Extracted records
▬▬▬▬▬▬

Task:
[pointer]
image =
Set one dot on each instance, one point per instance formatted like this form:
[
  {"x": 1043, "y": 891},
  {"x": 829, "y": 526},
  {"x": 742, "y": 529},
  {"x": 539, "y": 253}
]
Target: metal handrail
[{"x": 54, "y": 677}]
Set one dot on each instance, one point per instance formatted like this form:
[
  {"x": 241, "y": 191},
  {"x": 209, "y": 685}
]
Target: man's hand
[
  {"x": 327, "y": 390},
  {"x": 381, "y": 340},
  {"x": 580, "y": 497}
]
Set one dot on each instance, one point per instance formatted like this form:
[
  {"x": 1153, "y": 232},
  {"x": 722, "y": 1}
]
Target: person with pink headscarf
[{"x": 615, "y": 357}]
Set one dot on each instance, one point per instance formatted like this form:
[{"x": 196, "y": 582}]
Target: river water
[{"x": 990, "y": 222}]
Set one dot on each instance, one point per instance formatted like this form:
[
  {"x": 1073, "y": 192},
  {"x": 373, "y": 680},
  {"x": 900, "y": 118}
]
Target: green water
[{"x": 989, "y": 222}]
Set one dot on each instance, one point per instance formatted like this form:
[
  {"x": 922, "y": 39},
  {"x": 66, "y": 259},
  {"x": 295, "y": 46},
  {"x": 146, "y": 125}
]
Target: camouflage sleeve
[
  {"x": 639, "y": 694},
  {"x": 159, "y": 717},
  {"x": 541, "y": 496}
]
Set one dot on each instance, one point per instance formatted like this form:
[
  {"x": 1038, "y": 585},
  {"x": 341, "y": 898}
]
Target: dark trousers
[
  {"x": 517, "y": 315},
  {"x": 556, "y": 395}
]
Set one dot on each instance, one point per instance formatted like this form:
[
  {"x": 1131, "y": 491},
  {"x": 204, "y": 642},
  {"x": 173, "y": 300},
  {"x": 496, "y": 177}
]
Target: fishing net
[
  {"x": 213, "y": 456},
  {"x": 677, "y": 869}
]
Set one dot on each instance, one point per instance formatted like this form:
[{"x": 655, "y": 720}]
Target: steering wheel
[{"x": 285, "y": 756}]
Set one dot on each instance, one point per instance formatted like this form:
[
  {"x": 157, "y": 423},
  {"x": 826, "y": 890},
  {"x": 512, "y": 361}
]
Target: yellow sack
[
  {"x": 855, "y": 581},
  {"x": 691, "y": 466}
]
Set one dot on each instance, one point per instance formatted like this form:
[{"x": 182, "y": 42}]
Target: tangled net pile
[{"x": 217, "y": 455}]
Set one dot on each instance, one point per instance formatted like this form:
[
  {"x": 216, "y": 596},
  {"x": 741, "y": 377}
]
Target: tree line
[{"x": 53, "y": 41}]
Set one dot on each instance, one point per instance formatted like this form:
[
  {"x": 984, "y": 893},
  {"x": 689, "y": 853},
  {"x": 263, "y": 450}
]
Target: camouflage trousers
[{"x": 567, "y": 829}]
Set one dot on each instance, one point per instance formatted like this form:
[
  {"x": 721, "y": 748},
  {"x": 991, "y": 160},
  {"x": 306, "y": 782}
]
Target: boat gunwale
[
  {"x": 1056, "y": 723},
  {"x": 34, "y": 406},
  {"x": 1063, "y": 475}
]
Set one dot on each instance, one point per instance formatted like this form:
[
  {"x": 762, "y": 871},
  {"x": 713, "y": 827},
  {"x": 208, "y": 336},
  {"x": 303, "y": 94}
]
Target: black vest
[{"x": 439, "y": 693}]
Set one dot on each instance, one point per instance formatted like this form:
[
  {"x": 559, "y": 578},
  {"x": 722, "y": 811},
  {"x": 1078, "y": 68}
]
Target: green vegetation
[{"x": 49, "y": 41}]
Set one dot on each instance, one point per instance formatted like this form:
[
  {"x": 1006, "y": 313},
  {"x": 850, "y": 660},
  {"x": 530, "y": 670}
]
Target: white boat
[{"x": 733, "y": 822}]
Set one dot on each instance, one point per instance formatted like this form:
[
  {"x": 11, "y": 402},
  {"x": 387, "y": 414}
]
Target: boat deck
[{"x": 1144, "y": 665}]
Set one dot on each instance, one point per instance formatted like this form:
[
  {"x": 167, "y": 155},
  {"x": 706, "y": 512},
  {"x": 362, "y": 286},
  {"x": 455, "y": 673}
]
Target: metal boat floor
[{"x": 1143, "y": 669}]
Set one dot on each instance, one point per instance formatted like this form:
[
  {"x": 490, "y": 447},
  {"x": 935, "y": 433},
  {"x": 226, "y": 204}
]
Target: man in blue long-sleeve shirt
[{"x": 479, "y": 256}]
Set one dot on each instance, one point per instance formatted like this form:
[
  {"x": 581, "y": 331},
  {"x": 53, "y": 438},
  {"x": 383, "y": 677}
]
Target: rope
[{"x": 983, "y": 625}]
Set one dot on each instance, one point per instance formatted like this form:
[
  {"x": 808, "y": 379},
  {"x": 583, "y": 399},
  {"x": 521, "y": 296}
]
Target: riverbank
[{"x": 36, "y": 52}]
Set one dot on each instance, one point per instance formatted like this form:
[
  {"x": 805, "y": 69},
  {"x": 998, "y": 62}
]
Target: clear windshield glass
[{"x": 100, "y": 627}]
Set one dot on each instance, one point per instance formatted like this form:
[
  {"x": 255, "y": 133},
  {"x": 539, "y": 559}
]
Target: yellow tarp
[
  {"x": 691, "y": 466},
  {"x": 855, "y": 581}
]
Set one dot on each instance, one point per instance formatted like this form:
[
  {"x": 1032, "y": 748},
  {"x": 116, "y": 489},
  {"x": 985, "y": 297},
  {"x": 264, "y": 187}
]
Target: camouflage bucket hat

▬▬▬▬▬▬

» **WHAT YOU NEED TO DO**
Restate each line of the records above without any deviation.

» **OUTPUT FOR THIS TASK**
Task:
[pointer]
image =
Set one dot on each instance, one point per instance formatted like this form:
[
  {"x": 1043, "y": 891},
  {"x": 829, "y": 526},
  {"x": 742, "y": 529},
  {"x": 539, "y": 253}
]
Target: metal handrail
[{"x": 54, "y": 677}]
Set one dot on each instance, one point per instance formatted like this form:
[
  {"x": 241, "y": 191},
  {"x": 209, "y": 685}
]
Target: man's hand
[
  {"x": 327, "y": 390},
  {"x": 381, "y": 340},
  {"x": 580, "y": 497}
]
Set one dot on each instance, one point per instance formatted like this form:
[
  {"x": 1153, "y": 232},
  {"x": 722, "y": 1}
]
Target: person with pink headscarf
[{"x": 615, "y": 357}]
Set one dot on each instance, one point per instance formatted like this form:
[{"x": 196, "y": 582}]
Target: river water
[{"x": 990, "y": 222}]
Set one dot on each instance, one point per instance formatted like this form:
[
  {"x": 1073, "y": 192},
  {"x": 373, "y": 680},
  {"x": 900, "y": 118}
]
Target: green water
[{"x": 989, "y": 222}]
Set one dot on each instance, one point per instance formatted like this form:
[
  {"x": 922, "y": 39},
  {"x": 66, "y": 259},
  {"x": 295, "y": 46},
  {"x": 146, "y": 125}
]
Target: camouflage sleeve
[
  {"x": 639, "y": 694},
  {"x": 159, "y": 717},
  {"x": 541, "y": 496}
]
Set one dot on each instance, one point per instance formatted like this form:
[
  {"x": 1038, "y": 585},
  {"x": 341, "y": 898}
]
Target: dark trousers
[
  {"x": 517, "y": 315},
  {"x": 556, "y": 395}
]
Set one dot on each instance, one point per instance formatted like this form:
[
  {"x": 1131, "y": 491},
  {"x": 204, "y": 642},
  {"x": 173, "y": 300},
  {"x": 496, "y": 177}
]
Target: fishing net
[
  {"x": 213, "y": 456},
  {"x": 677, "y": 869}
]
Set one dot on each instance, one point per instance formatted like this form:
[{"x": 655, "y": 720}]
Target: steering wheel
[{"x": 285, "y": 756}]
Set one dot on each instance, one point per instance formatted like this form:
[
  {"x": 157, "y": 423},
  {"x": 826, "y": 890},
  {"x": 512, "y": 361}
]
Target: yellow sack
[
  {"x": 855, "y": 581},
  {"x": 691, "y": 466}
]
Set one dot on each instance, one point per instance formatted like this form:
[{"x": 182, "y": 42}]
Target: tangled net pile
[{"x": 217, "y": 455}]
Set one dot on each instance, one point per instance formatted like this form:
[
  {"x": 216, "y": 596},
  {"x": 741, "y": 377}
]
Target: tree line
[{"x": 53, "y": 41}]
Set one dot on each instance, one point per instance formatted like this form:
[
  {"x": 984, "y": 893},
  {"x": 689, "y": 853},
  {"x": 263, "y": 450}
]
Target: camouflage trousers
[{"x": 567, "y": 829}]
Set one dot on each instance, one point per instance formatted like this form:
[
  {"x": 721, "y": 748},
  {"x": 991, "y": 160},
  {"x": 306, "y": 782}
]
Target: boat gunwale
[
  {"x": 1056, "y": 723},
  {"x": 34, "y": 406},
  {"x": 1063, "y": 475}
]
Set one dot on each instance, one point per instance formatted like this form:
[
  {"x": 762, "y": 871},
  {"x": 713, "y": 827},
  {"x": 208, "y": 336},
  {"x": 303, "y": 94}
]
Target: black vest
[{"x": 439, "y": 693}]
Set one dot on each instance, one point per instance formatted like this form:
[
  {"x": 559, "y": 578},
  {"x": 722, "y": 811},
  {"x": 1078, "y": 68}
]
Target: green vegetation
[{"x": 49, "y": 41}]
Set one dot on each instance, one point per instance formatted like this form:
[
  {"x": 1006, "y": 313},
  {"x": 850, "y": 660},
  {"x": 530, "y": 670}
]
Target: white boat
[{"x": 733, "y": 822}]
Set one dot on each instance, one point per instance formatted like this form:
[
  {"x": 11, "y": 402},
  {"x": 387, "y": 414}
]
Target: boat deck
[{"x": 1144, "y": 665}]
Set one dot on each instance, one point per instance formatted like this form:
[
  {"x": 167, "y": 155},
  {"x": 706, "y": 512},
  {"x": 362, "y": 286},
  {"x": 455, "y": 673}
]
Target: metal boat floor
[{"x": 1143, "y": 669}]
Set one dot on each instance, one point per instance formatted like this form:
[
  {"x": 490, "y": 447},
  {"x": 935, "y": 433},
  {"x": 226, "y": 204}
]
Target: man in blue long-sleeve shirt
[{"x": 479, "y": 256}]
Set one dot on each instance, one point per instance formatted like this form:
[
  {"x": 581, "y": 331},
  {"x": 53, "y": 438},
  {"x": 383, "y": 677}
]
Target: rope
[{"x": 983, "y": 625}]
Set one dot on each instance, one point per instance formatted like this form:
[
  {"x": 808, "y": 379},
  {"x": 583, "y": 399},
  {"x": 521, "y": 296}
]
Target: riverbank
[{"x": 36, "y": 52}]
Set one dot on each instance, one point per instance formatted like this form:
[
  {"x": 805, "y": 69},
  {"x": 998, "y": 62}
]
Target: clear windshield glass
[{"x": 100, "y": 627}]
Set one dot on each instance, one point per instance formatted like this form:
[
  {"x": 255, "y": 133},
  {"x": 539, "y": 559}
]
Target: yellow tarp
[
  {"x": 691, "y": 466},
  {"x": 855, "y": 581}
]
Set one dot on each instance, one point per instance formatted like this form:
[
  {"x": 1032, "y": 748},
  {"x": 116, "y": 489},
  {"x": 985, "y": 297},
  {"x": 264, "y": 187}
]
Target: camouflage bucket hat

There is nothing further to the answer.